→ **Short exercise 1**
According to the review of the book on motivation below, who invented the Post-It Note?

→ **Text provided**
“DRIVE: The Surprising Truth About What Motivates Us”
By Daniel H. Pink, Riverhead Trade (2011)
A Post-It Note is likely within your arm’s reach. That ubiquitous stickie was invented by 3M scientist Art Fry during free time the company gave him to work on whatever he wished.
Hope of extra pay (carrot) or fear of being fired (stick) may motivate workers with routine jobs like the checker at your supermarket. But carrot and stick doesn’t drive creative workers like Art Fry. Their motivation is internal.
How a creative person
feels
while working on a project is the strongest and most pervasive driver. Psychologist Mihaly Csikszentmihalyi (pronounced “cheeks sent me high”) calls that feeling “flow”. In “flow” people live so deeply in the moment and feel so utterly in control that their sense of time, place and self seem to melt away. “Flow” is more likely experienced while working rather than at leisure. Work becomes fulfilling fun! Says Pink,
“Children careen from one flow moment to another, animated by a sense of joy, equipped with a mindset of possibility, and working with the dedication of a West Point cadet.”
Consider all the “open source” software that’s free on the Internet, or the free apps for your smart phone. Someone is giving you their creative work free of charge because of intrinsic motivation -- just for the fun of it. An example: Microsoft tried to sell Encarta, a disc and online encyclopedia, but pulled it from the market after sixteen years. Meanwhile, open source Wikipedia – which is free – has become the largest and most popular encyclopedia in the world.
The American Red Cross discovered that paying for blood didn’t work. Hence their slogan: “Donating blood generates a feeling that money can’t buy.”
Extrinsic rewards for achieving goals imposed by others, e.g. sales targets or quarterly results, encourages “gaming the system” – sometimes yield unethical behavior, undue risk-taking, decreased cooperation or reduced internal incentives. Paying people to stop smoking, to exercise or to take their meds can produce terrific results short-term, but the healthy behavior disappears once the rewards are discontinued.
Supported by outdated theories of “scientific management” most corporate leaders continue to assume that most employees dislike work and would avoid it if they could. Thus most people must be coerced, controlled, directed and threatened to produce adequate effort to get the job done.
More recent research differentiates between Type X behavior fueled by what you get for working, as opposed to Type I behavior, fueled by what you experience while you’re doing the work. Type I workers don’t disdain money or recognition. But once pay and working conditions are adequate, the focus is off of money, allowing Type I workers to concentrate on the work itself. (A Nobel Prize is nice and the $1.2 million welcome, but that’s not the goal.) Type I behavior seems to be the default setting in most of us. Creative work doesn’t depend on keeping our true nature submerged, but upon allowing it to surface.

→ **Short exercise 2**
Return every row below that contains the word "head". Case counts.

[Point annotation data]
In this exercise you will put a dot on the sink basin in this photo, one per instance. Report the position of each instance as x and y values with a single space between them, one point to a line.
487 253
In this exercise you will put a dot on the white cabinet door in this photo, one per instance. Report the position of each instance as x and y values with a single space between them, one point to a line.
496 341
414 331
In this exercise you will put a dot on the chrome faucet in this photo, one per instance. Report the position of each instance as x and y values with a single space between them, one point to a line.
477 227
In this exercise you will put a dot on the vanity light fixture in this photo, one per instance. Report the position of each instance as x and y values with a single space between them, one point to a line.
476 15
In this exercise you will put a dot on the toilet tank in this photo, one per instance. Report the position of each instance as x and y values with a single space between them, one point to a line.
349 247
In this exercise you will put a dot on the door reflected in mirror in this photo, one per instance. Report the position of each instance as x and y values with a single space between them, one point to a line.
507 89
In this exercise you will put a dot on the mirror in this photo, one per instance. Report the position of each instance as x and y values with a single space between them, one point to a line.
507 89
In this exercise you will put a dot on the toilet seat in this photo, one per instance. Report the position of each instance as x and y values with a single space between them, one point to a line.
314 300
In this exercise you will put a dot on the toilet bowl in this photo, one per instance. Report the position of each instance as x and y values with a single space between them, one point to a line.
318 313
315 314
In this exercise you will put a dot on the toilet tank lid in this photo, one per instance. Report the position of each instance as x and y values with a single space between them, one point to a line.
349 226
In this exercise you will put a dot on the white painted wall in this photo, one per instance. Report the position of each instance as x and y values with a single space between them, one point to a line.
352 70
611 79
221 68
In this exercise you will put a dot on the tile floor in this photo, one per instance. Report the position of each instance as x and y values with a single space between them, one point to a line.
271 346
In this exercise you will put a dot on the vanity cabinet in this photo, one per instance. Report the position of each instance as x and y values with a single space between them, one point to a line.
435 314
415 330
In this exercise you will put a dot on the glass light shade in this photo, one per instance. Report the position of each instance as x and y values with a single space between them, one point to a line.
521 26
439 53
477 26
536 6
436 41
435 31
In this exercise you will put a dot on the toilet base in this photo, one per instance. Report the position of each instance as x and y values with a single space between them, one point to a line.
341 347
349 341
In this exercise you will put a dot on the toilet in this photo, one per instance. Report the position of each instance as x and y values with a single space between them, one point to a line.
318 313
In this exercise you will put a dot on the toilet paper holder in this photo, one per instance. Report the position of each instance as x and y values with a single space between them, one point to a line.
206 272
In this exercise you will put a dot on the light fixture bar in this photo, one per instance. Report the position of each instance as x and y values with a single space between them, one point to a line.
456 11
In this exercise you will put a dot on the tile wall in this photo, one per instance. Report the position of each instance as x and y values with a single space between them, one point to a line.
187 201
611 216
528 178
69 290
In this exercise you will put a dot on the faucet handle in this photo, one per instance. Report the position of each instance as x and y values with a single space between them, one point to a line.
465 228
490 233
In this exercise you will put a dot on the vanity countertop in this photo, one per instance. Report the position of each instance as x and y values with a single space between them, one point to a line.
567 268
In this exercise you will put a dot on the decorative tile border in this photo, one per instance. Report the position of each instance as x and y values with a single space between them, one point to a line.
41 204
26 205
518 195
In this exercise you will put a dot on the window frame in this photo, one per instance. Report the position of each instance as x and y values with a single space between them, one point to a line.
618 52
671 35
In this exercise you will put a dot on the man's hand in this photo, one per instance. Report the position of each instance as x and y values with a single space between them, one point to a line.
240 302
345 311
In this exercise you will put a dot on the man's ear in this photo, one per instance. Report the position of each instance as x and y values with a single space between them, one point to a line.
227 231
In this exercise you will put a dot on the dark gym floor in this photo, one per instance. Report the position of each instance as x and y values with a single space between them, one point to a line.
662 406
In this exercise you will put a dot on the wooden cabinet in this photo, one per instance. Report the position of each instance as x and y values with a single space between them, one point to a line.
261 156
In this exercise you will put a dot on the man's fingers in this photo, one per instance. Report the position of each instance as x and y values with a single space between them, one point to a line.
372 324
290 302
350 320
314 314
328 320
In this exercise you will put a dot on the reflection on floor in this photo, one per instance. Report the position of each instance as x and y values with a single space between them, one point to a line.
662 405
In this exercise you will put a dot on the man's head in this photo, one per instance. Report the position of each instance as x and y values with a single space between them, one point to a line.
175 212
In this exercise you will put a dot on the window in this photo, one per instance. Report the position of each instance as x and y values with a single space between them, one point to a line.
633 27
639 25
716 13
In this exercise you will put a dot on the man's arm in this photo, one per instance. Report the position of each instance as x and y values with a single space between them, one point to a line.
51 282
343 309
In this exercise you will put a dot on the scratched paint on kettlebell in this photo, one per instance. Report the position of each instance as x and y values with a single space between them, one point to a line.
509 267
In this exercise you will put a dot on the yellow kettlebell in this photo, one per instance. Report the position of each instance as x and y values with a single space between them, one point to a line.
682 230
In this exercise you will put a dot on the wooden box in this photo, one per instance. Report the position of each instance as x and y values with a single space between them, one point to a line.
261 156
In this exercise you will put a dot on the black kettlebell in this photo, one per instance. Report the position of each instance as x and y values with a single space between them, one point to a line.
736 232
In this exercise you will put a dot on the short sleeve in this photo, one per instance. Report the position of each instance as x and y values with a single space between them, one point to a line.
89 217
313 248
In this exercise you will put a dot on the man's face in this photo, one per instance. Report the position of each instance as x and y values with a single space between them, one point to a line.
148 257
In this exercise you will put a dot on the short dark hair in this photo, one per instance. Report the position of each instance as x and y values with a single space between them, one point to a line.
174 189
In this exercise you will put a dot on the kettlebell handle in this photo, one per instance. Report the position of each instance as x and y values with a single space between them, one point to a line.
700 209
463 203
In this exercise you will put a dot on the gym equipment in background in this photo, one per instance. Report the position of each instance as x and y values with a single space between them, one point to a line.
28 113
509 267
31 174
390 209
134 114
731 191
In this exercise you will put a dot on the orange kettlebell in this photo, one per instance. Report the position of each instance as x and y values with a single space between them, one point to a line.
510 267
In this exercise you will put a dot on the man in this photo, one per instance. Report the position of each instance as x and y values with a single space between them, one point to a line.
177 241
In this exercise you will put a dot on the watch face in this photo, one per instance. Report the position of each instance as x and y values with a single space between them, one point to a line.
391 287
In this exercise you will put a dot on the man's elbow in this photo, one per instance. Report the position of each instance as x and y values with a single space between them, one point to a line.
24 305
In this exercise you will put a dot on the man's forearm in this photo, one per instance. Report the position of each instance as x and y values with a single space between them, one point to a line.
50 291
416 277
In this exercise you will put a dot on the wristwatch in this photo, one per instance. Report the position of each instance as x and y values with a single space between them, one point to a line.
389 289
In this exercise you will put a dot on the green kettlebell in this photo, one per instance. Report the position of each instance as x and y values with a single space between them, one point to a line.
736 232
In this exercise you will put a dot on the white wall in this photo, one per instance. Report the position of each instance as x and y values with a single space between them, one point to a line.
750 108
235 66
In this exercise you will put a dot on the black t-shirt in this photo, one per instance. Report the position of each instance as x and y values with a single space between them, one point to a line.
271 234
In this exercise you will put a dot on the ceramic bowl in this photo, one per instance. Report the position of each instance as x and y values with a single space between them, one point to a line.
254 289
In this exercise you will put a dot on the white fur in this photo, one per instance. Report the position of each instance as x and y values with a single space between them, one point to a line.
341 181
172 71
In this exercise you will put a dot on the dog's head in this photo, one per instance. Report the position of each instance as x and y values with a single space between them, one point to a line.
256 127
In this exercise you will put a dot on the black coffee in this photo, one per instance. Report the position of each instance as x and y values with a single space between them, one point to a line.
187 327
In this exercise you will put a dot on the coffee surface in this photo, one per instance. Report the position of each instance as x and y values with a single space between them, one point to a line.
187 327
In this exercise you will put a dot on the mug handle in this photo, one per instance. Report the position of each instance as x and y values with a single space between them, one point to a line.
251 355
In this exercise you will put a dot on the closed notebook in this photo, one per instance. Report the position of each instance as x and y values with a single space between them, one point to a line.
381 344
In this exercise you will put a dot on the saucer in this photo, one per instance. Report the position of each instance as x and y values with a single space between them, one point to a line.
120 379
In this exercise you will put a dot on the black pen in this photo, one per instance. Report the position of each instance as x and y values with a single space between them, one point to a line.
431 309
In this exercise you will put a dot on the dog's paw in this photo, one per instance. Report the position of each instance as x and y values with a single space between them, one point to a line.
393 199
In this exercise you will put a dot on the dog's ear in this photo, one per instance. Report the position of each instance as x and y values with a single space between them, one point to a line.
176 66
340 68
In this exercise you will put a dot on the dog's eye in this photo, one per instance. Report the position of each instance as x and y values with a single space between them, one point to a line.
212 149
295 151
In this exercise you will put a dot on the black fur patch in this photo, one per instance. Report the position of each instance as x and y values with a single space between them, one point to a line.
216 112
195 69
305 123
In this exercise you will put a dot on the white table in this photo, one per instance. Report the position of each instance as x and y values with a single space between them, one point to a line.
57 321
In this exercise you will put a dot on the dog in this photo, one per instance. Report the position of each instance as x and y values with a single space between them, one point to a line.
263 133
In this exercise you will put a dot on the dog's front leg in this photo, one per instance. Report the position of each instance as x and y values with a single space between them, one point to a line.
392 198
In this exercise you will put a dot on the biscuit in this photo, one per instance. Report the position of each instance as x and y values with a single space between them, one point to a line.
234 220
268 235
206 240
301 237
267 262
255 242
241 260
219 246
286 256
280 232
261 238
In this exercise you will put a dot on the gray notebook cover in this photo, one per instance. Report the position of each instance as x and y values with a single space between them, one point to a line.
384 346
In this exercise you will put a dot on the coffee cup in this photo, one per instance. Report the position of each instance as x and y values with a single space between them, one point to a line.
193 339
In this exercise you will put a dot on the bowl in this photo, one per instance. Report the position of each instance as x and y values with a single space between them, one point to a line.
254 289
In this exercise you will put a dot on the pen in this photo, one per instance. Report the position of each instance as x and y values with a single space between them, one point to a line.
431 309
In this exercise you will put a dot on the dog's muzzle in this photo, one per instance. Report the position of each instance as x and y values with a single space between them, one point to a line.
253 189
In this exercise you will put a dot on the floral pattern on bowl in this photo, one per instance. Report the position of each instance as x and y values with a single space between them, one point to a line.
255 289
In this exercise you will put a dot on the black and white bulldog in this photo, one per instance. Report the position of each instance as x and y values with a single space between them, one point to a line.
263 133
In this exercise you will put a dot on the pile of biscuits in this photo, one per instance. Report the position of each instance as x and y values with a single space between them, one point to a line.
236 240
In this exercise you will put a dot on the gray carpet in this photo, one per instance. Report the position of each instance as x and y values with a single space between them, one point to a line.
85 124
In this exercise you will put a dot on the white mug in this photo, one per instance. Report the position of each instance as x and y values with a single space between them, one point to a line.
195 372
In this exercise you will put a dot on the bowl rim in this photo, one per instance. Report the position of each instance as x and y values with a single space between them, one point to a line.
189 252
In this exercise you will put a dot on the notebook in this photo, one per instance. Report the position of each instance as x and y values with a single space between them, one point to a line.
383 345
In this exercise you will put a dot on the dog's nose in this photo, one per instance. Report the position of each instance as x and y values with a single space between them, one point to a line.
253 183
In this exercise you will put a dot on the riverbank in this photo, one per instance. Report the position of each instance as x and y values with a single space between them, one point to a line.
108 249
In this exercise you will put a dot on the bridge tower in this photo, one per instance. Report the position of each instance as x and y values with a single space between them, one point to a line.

→ **Output 1**
Art Fry, a 3M scientist, invented it during free time the company gave him to work on whatever he wished.

→ **Output 2**
In this exercise you will put a dot on the man's head in this photo, one per instance. Report the position of each instance as x and y values with a single space between them, one point to a line.
In this exercise you will put a dot on the dog's head in this photo, one per instance. Report the position of each instance as x and y values with a single space between them, one point to a line.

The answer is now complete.